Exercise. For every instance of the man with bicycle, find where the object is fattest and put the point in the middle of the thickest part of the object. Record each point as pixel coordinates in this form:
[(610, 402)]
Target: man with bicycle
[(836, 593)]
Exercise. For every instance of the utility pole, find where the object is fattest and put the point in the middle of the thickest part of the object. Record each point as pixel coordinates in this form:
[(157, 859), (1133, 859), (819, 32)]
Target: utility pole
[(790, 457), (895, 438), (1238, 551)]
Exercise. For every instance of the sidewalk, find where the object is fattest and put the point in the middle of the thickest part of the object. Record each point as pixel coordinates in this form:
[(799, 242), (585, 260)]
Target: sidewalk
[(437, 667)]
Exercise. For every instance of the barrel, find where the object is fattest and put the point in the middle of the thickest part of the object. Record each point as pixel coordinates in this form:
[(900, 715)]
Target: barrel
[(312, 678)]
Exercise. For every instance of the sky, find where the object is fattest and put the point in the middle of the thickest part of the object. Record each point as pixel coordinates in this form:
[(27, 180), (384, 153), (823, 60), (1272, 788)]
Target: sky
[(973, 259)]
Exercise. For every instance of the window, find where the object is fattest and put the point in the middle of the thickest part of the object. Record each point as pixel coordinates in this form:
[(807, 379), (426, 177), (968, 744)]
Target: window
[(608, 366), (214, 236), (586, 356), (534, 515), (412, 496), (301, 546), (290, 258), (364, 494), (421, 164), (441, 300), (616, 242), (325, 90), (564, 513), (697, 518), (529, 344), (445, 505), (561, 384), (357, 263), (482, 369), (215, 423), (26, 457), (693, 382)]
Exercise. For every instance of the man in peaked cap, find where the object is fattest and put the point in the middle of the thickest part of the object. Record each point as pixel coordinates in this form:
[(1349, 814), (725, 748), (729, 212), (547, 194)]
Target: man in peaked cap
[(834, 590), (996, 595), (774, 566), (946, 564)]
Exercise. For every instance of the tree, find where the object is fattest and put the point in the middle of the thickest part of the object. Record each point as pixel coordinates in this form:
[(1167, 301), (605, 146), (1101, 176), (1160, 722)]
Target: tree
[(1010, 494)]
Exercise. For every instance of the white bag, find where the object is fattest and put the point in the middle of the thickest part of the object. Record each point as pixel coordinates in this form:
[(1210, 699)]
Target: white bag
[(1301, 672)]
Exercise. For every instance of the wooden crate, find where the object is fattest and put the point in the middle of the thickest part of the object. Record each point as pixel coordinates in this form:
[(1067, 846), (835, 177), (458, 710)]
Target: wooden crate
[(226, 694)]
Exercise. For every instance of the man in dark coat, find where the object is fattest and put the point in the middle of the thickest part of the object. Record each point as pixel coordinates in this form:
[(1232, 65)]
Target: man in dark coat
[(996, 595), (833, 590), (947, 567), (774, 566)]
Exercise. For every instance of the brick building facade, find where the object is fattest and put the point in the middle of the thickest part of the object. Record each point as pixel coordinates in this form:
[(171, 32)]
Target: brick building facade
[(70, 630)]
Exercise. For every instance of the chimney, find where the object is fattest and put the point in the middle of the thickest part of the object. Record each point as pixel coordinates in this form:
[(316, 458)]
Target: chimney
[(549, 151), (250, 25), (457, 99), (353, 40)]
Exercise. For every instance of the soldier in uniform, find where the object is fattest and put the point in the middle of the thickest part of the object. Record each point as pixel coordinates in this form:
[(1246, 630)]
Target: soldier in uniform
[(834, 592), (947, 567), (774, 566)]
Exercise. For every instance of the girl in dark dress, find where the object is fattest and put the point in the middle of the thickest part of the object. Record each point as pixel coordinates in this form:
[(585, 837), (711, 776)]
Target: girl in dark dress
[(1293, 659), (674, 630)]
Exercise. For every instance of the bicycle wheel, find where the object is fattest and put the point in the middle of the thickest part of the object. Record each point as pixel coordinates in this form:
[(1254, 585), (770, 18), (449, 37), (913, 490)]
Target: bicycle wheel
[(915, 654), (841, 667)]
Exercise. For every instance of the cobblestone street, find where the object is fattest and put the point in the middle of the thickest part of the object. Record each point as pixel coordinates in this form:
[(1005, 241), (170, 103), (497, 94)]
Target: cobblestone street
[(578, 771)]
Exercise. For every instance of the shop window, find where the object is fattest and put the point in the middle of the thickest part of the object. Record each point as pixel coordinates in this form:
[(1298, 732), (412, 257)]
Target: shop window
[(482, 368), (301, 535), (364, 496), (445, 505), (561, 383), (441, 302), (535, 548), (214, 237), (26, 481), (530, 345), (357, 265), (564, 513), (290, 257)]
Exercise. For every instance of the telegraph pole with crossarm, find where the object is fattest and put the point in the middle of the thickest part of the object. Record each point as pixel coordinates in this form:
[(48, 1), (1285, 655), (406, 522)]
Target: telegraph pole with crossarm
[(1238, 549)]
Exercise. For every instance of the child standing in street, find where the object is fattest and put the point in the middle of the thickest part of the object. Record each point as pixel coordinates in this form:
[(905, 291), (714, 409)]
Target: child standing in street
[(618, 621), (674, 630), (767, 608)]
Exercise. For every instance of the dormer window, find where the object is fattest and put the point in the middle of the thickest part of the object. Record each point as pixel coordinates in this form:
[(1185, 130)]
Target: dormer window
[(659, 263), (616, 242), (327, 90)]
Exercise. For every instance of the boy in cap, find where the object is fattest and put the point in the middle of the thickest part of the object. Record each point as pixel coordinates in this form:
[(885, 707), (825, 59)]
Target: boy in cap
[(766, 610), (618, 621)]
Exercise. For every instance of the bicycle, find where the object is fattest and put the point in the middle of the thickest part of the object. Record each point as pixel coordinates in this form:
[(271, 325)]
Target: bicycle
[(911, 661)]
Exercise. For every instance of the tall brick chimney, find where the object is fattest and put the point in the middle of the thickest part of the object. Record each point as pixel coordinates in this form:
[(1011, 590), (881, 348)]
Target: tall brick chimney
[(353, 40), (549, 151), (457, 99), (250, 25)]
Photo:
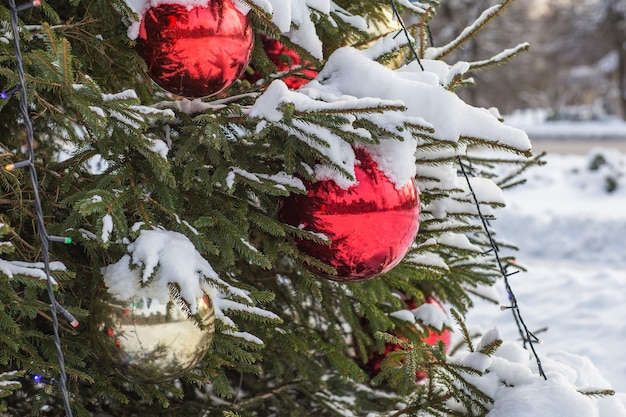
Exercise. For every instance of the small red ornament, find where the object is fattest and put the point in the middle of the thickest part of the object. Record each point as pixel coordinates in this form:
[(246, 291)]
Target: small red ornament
[(371, 225), (375, 359), (195, 52), (285, 59)]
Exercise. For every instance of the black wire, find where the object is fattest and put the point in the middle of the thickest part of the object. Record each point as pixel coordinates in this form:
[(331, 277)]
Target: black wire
[(43, 235), (406, 33), (528, 338)]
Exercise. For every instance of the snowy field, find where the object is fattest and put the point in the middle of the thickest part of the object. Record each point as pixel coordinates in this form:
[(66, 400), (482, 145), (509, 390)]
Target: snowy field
[(569, 222)]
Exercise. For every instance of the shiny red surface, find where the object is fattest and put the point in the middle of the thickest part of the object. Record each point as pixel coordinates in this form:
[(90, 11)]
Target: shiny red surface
[(198, 52), (371, 224), (375, 359)]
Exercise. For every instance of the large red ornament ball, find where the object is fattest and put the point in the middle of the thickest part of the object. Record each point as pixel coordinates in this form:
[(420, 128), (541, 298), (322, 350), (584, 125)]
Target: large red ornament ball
[(195, 52), (371, 225), (375, 359)]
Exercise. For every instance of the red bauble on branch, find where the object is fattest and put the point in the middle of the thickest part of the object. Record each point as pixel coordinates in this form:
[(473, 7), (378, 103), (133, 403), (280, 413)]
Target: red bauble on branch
[(375, 359), (285, 59), (195, 52), (371, 225)]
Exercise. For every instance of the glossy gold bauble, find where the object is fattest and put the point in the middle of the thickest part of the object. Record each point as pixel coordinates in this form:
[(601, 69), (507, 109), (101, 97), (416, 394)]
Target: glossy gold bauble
[(149, 341)]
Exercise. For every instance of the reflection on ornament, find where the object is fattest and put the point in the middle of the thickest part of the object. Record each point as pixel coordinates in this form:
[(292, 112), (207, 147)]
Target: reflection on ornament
[(371, 225), (196, 52), (148, 341), (375, 359)]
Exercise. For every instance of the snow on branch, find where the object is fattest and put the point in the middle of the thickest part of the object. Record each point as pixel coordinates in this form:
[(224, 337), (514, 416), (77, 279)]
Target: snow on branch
[(466, 34)]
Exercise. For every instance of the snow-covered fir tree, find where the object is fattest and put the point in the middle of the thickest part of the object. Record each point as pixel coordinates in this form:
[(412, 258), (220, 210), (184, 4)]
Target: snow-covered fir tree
[(201, 266)]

——————————

Rewrite the lines of the records starting at the line that contains "Exercise. For every instance of the window, find" and ending at the line that contains "[(996, 595), (833, 590), (947, 567), (774, 566)]", switching "fattest" to "widest" and keeping everything else the same.

Exercise. For every instance of the window, find where the object is widest and put the point in the middle of the thickest part of the object. Record each point as pixel coordinates in this form:
[(807, 379), (426, 177), (968, 744)]
Target: window
[(608, 366), (214, 236), (586, 356), (534, 515), (412, 496), (301, 546), (290, 258), (364, 494), (421, 164), (441, 300), (616, 242), (325, 90), (564, 513), (697, 518), (529, 344), (445, 505), (561, 384), (357, 263), (482, 369), (215, 423), (26, 457), (693, 382)]
Exercise. For every instance of the man in peaked cap, find where the object is widest and put the point in the middle of the thickest part of the object. Record each point as pixel coordinates in this form:
[(1349, 814), (725, 748), (729, 212), (547, 194)]
Target: man in peaked cap
[(834, 590), (996, 595), (774, 566), (946, 564)]
Exercise. For every instance of the tree, find where the object is widest and put the point in the middle of the thickest part of the object. Record each point as pixel coordinates in this form:
[(1167, 301), (605, 146), (1101, 176), (1160, 722)]
Target: tree
[(1010, 494)]
Exercise. For every instance of the white bag, find where the object is widest and put the point in the middle of the thickest part of the object. Record each point as pixel coordinates in this form:
[(1210, 699)]
Target: white bag
[(1301, 672)]
Exercise. For every instance of the wooden crate, find where the object is widest and put the point in the middle of the thickest part of the object. Record each point as pixel coordinates in this form:
[(1067, 846), (835, 177), (458, 710)]
Target: wooden crate
[(226, 694)]
Exercise. For every instance of the man in dark coat, find where the object is widest and put the point in the middle of the thickest part of the object. Record each point as pixel coordinates in this form:
[(1232, 65)]
Target: man in dark coat
[(996, 595), (833, 590), (947, 567), (774, 566)]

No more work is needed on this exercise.